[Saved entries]
= Beginning of Section =
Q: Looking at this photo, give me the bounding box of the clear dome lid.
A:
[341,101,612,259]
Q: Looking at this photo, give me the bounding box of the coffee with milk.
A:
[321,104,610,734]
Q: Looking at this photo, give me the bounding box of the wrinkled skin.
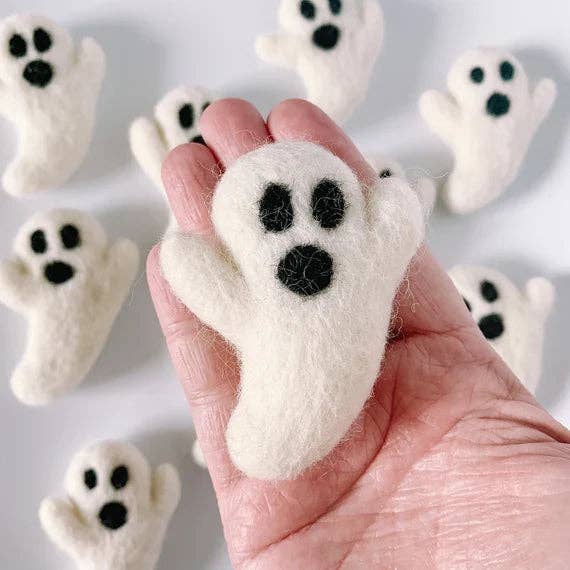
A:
[147,99,570,569]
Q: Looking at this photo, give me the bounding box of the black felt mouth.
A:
[44,261,75,285]
[486,92,511,117]
[98,501,128,531]
[312,24,341,51]
[23,59,54,88]
[191,134,206,145]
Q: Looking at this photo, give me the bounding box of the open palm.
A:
[147,99,570,569]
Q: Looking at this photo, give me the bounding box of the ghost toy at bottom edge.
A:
[160,141,425,480]
[0,209,139,406]
[39,440,181,570]
[449,265,555,395]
= End of Section =
■ Work to be completed ■
What is needed is a copy of every line above in which "Looking" appears.

■ Reply ■
Q: Looking at this photo, give me the bounding box of the clear dome lid.
Q: Looking at this photo, give me the bounding box of the coffee with milk.
Q: Looking at this photo, give me the bounding box of the wrinkled skin.
Q: Looking at this photo, give me the bounding box of the black felt mouth.
Q: Looking at this photo, give me the bounding box of the open palm.
Q: Looking at this photo, give me the bounding box of the ghost toy at bottom edge.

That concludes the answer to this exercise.